Постановка задачи: Процитируйте дословно все записи ниже, не меняя в них ни одного символа.

Исходные данные:
'''
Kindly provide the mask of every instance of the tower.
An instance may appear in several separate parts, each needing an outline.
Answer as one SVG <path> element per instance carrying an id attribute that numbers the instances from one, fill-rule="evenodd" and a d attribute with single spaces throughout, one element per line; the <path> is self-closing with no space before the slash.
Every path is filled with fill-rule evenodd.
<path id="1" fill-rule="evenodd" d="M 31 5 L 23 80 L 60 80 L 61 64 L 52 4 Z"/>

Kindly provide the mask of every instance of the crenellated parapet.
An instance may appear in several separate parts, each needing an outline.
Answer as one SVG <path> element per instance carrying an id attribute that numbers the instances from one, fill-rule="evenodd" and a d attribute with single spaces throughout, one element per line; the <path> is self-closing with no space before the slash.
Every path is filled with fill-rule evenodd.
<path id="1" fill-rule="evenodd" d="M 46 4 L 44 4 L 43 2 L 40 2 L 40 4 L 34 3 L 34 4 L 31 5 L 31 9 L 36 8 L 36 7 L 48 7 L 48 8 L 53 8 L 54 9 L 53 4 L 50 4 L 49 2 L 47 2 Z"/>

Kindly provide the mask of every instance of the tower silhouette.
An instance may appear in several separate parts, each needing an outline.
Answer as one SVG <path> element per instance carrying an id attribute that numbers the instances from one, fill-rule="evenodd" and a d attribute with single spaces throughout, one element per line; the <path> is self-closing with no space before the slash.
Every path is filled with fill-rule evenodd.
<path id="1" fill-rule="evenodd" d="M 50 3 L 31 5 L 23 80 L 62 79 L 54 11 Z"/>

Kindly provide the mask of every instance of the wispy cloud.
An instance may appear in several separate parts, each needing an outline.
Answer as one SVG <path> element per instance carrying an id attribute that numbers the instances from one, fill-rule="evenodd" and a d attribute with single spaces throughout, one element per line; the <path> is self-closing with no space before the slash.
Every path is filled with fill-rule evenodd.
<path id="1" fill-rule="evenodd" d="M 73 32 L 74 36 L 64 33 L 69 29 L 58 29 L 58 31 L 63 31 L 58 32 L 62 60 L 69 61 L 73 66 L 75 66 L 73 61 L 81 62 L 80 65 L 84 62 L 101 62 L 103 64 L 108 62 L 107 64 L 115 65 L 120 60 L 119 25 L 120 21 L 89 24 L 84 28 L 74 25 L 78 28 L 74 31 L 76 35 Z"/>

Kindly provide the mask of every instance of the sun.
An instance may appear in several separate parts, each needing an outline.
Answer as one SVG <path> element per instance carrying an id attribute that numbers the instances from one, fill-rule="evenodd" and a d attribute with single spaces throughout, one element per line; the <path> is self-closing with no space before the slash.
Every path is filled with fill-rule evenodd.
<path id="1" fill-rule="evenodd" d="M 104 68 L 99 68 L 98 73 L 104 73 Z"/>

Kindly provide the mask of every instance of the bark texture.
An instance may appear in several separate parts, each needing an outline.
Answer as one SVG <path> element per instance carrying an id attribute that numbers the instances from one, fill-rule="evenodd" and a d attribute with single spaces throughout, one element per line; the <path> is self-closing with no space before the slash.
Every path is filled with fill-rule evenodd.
'''
Готовое решение:
Kindly provide the mask of every instance of the tower.
An instance may appear in several separate parts, each needing an outline.
Answer as one SVG <path> element per instance carrying an id attribute that numbers the instances from one, fill-rule="evenodd" and a d attribute with single spaces throughout, one element per line; the <path> is self-closing with no space before the slash.
Every path is filled with fill-rule evenodd.
<path id="1" fill-rule="evenodd" d="M 31 5 L 23 80 L 60 80 L 61 64 L 52 4 Z"/>

Kindly provide the mask of every instance of the crenellated parapet.
An instance may appear in several separate parts, each needing an outline.
Answer as one SVG <path> element per instance carrying an id attribute that numbers the instances from one, fill-rule="evenodd" and a d attribute with single spaces throughout, one element per line; the <path> is self-closing with no space before the slash.
Every path is filled with fill-rule evenodd.
<path id="1" fill-rule="evenodd" d="M 46 4 L 44 4 L 43 2 L 40 2 L 40 4 L 34 3 L 34 4 L 31 5 L 31 9 L 36 8 L 36 7 L 48 7 L 48 8 L 53 8 L 54 9 L 53 4 L 50 4 L 49 2 L 47 2 Z"/>

Kindly provide the mask of every instance of the tower silhouette.
An instance may appear in several separate parts, each needing an outline.
Answer as one SVG <path> element per instance carrying an id attribute that numbers the instances from one, fill-rule="evenodd" and a d attribute with single spaces throughout, one element per line; the <path> is self-closing with no space before the slash.
Every path is filled with fill-rule evenodd.
<path id="1" fill-rule="evenodd" d="M 50 3 L 31 5 L 23 80 L 62 79 L 54 11 Z"/>

Kindly provide the mask of every instance of the wispy cloud.
An instance may appear in several separate parts, each needing an outline.
Answer as one SVG <path> element per instance carrying an id attribute that numbers the instances from one, fill-rule="evenodd" and a d attribute with single spaces throughout, one element per line; the <path> is self-closing with no space before the slash.
Every path is filled with fill-rule evenodd.
<path id="1" fill-rule="evenodd" d="M 73 32 L 74 36 L 64 33 L 69 29 L 58 29 L 58 31 L 63 31 L 58 32 L 62 60 L 69 61 L 73 66 L 75 66 L 73 61 L 81 62 L 80 65 L 84 62 L 101 62 L 103 64 L 108 62 L 107 64 L 115 65 L 120 60 L 119 25 L 120 21 L 89 24 L 84 28 L 74 25 L 78 28 L 74 31 L 76 35 Z"/>

Kindly provide the mask of every instance of the sun.
An instance may appear in several separate parts, each needing an outline.
Answer as one SVG <path> element per instance carrying an id attribute that numbers the instances from one, fill-rule="evenodd" and a d attribute with single spaces throughout, one element per line; the <path> is self-closing with no space before the slash.
Every path is filled with fill-rule evenodd.
<path id="1" fill-rule="evenodd" d="M 104 68 L 99 68 L 98 73 L 104 73 Z"/>

Kindly provide the mask of every instance of the bark texture.
An instance may appear in several separate parts, each needing an outline.
Answer as one SVG <path> element per instance carrying an id attribute that numbers the instances from one, fill-rule="evenodd" and a d attribute with single spaces throughout, one element per line; the <path> is self-closing with no space before the slash.
Every path is filled with fill-rule evenodd.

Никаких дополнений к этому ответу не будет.